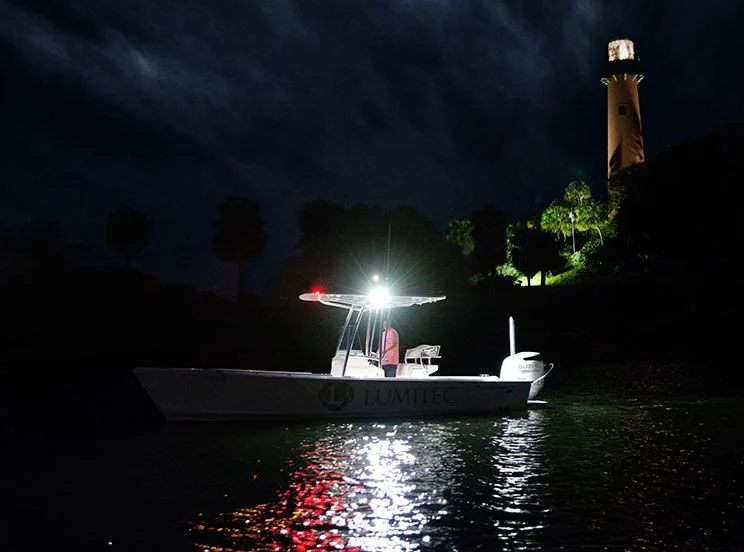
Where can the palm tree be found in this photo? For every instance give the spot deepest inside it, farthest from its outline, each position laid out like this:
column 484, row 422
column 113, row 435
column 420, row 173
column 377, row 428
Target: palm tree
column 127, row 233
column 238, row 234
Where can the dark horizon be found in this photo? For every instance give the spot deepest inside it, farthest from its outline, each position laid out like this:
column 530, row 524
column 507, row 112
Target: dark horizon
column 446, row 107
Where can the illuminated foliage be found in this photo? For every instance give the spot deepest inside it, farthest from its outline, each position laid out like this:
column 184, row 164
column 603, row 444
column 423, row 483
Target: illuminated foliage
column 460, row 233
column 535, row 251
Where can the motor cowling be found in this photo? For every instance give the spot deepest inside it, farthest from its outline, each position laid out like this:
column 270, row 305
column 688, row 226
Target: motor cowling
column 523, row 367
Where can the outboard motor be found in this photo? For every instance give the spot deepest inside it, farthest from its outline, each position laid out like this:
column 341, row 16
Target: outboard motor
column 520, row 367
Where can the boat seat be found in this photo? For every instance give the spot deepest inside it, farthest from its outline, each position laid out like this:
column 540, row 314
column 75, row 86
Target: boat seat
column 423, row 354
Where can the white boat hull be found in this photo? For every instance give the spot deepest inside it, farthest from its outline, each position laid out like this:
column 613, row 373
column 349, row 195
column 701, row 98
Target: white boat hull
column 191, row 394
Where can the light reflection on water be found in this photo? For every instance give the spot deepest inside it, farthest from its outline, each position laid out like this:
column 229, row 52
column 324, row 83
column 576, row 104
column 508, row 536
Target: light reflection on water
column 621, row 476
column 389, row 487
column 584, row 474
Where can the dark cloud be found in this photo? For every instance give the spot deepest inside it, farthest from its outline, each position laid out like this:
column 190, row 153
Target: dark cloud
column 444, row 105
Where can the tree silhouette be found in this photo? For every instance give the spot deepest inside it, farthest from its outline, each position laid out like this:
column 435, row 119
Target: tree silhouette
column 127, row 233
column 238, row 234
column 489, row 240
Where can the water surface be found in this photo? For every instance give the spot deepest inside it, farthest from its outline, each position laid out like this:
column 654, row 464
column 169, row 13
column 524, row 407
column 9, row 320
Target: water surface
column 586, row 473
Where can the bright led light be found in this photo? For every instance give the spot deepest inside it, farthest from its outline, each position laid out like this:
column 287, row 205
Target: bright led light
column 378, row 297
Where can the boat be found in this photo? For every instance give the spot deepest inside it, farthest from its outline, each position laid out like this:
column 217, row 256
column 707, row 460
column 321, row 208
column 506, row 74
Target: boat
column 356, row 385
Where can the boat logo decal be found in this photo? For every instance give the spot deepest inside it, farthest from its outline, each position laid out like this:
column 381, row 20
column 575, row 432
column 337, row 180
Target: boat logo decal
column 336, row 395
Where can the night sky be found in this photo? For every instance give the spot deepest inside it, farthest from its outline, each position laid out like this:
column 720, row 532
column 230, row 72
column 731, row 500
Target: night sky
column 445, row 105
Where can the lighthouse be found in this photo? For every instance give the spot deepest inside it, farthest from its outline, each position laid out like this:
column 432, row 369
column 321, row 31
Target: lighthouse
column 624, row 135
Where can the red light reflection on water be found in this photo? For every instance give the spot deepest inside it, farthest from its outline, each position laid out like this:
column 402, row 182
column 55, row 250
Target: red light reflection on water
column 306, row 516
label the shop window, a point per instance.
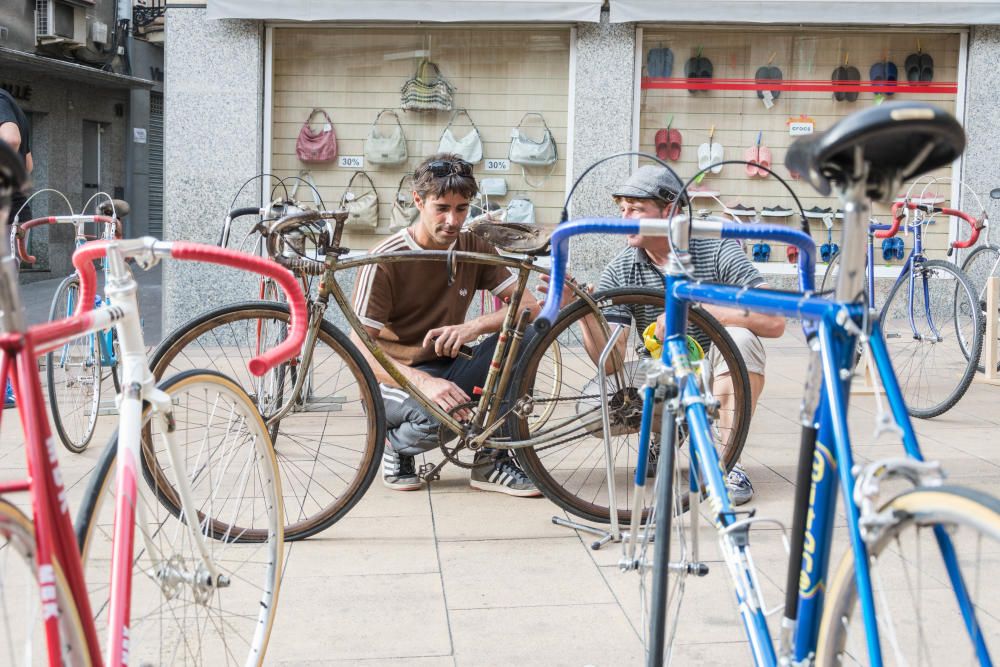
(757, 82)
(498, 75)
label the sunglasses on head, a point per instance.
(449, 167)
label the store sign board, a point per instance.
(497, 165)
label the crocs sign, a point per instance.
(801, 125)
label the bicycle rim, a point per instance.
(230, 465)
(73, 376)
(22, 636)
(935, 338)
(330, 444)
(917, 611)
(979, 266)
(571, 471)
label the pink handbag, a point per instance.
(316, 146)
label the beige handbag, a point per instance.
(404, 211)
(469, 147)
(381, 149)
(362, 209)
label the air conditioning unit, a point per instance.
(58, 22)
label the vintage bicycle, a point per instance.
(181, 567)
(75, 373)
(931, 320)
(540, 400)
(903, 521)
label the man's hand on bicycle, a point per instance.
(568, 294)
(446, 394)
(448, 341)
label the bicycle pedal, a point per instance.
(693, 569)
(429, 472)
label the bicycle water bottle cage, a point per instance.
(888, 249)
(826, 252)
(897, 141)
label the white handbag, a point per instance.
(404, 211)
(494, 187)
(469, 147)
(520, 210)
(362, 209)
(527, 152)
(382, 149)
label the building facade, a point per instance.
(90, 80)
(601, 78)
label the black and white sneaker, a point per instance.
(399, 472)
(504, 476)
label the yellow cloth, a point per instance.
(655, 346)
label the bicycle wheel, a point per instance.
(979, 266)
(571, 470)
(73, 375)
(176, 617)
(920, 622)
(935, 338)
(329, 446)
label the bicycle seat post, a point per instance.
(853, 241)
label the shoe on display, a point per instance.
(741, 210)
(776, 212)
(817, 212)
(503, 476)
(399, 471)
(740, 488)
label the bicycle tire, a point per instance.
(23, 634)
(978, 266)
(74, 407)
(953, 508)
(552, 480)
(968, 338)
(246, 533)
(342, 465)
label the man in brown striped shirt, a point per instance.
(418, 316)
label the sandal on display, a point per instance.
(775, 212)
(818, 213)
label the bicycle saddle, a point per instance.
(12, 171)
(514, 237)
(898, 140)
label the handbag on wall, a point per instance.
(381, 149)
(316, 145)
(427, 90)
(527, 152)
(494, 187)
(404, 211)
(469, 147)
(362, 209)
(520, 210)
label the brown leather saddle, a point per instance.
(514, 237)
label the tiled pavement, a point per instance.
(454, 576)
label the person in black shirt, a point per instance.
(15, 130)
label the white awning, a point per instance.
(431, 11)
(838, 12)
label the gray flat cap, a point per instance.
(650, 182)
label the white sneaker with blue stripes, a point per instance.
(503, 476)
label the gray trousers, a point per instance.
(411, 429)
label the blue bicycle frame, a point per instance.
(836, 325)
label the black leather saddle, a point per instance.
(898, 140)
(514, 237)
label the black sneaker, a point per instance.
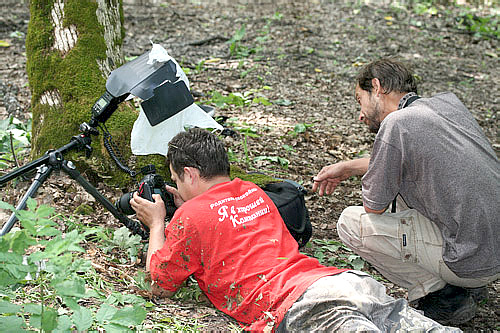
(479, 294)
(451, 305)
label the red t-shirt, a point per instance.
(236, 245)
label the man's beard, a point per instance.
(373, 120)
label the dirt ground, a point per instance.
(308, 54)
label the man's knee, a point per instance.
(349, 225)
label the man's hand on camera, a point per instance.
(178, 201)
(152, 214)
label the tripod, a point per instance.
(54, 160)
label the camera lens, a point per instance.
(123, 204)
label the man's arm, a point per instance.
(152, 214)
(330, 176)
(372, 211)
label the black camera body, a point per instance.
(149, 185)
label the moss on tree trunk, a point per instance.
(71, 47)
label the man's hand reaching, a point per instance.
(331, 175)
(178, 201)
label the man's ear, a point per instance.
(193, 174)
(377, 88)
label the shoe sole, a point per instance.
(462, 315)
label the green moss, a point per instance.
(79, 82)
(84, 209)
(256, 178)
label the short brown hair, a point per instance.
(392, 74)
(200, 149)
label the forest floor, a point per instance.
(302, 58)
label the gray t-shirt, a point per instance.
(437, 157)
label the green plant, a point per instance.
(40, 264)
(236, 48)
(125, 241)
(15, 140)
(283, 162)
(328, 253)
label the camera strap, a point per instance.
(405, 101)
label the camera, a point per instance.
(149, 185)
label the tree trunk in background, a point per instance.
(71, 47)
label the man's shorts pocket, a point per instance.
(391, 235)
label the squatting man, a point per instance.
(230, 237)
(442, 238)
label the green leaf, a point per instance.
(82, 317)
(9, 308)
(4, 205)
(75, 288)
(49, 319)
(31, 204)
(21, 241)
(129, 316)
(111, 328)
(33, 308)
(64, 324)
(11, 324)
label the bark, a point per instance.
(71, 48)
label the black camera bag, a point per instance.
(288, 196)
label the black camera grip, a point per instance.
(146, 192)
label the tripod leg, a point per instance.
(43, 172)
(134, 226)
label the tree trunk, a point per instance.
(71, 48)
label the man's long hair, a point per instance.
(200, 149)
(392, 74)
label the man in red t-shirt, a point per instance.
(230, 236)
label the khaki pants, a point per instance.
(405, 247)
(352, 301)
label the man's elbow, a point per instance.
(373, 211)
(160, 292)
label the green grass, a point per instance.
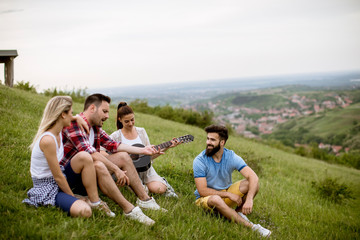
(337, 121)
(287, 203)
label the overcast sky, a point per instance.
(91, 43)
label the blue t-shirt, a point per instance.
(218, 175)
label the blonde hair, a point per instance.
(53, 110)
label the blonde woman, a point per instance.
(50, 184)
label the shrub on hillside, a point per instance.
(330, 189)
(26, 86)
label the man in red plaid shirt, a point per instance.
(96, 112)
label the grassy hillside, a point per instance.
(287, 203)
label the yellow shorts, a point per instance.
(234, 188)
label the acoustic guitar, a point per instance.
(143, 162)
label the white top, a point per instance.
(128, 141)
(39, 166)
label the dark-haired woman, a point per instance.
(129, 134)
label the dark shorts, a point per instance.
(74, 180)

About this exercise – The images in the entries above should be left out; please reproduce exactly the lines from the first through the one containing "column 701, row 98".

Task solution –
Where can the palm tree be found in this photo? For every instance give the spot deepest inside it, farthest from its outline, each position laid out like this:
column 484, row 422
column 113, row 435
column 420, row 173
column 377, row 428
Target: palm tree
column 127, row 233
column 238, row 234
Where can the dark horizon be found in this photo? For every instance give the spot deepest inside it, farthest from its outline, each position laid out like this:
column 530, row 524
column 507, row 112
Target: dark horizon
column 446, row 107
Where can the illuminated foliage be found in this photo? For every instance give the spot deepest inside it, farthest from its outline, each position laid out like this:
column 184, row 164
column 603, row 444
column 423, row 483
Target: illuminated foliage
column 460, row 233
column 535, row 251
Where can the motor cowling be found in this photo? For every instance give the spot deepest inside it, farthest from its outline, each position laid out like this:
column 270, row 305
column 688, row 226
Target: motor cowling
column 523, row 367
Where can the outboard motor be found in this photo? For every instance give the spot deepest inside it, farthest from its outline, each position laid out like this:
column 341, row 16
Target: outboard motor
column 520, row 367
Where can the boat seat be found in this photo? For every instance give the spot deepest inside it, farthest from its outline, each position laid out like this:
column 540, row 314
column 75, row 86
Target: boat seat
column 423, row 354
Where can the white boat hull be found in this photo? For every instance give the spot deepest inside it, farthest from its outline, each position laid out like this:
column 613, row 373
column 349, row 195
column 701, row 98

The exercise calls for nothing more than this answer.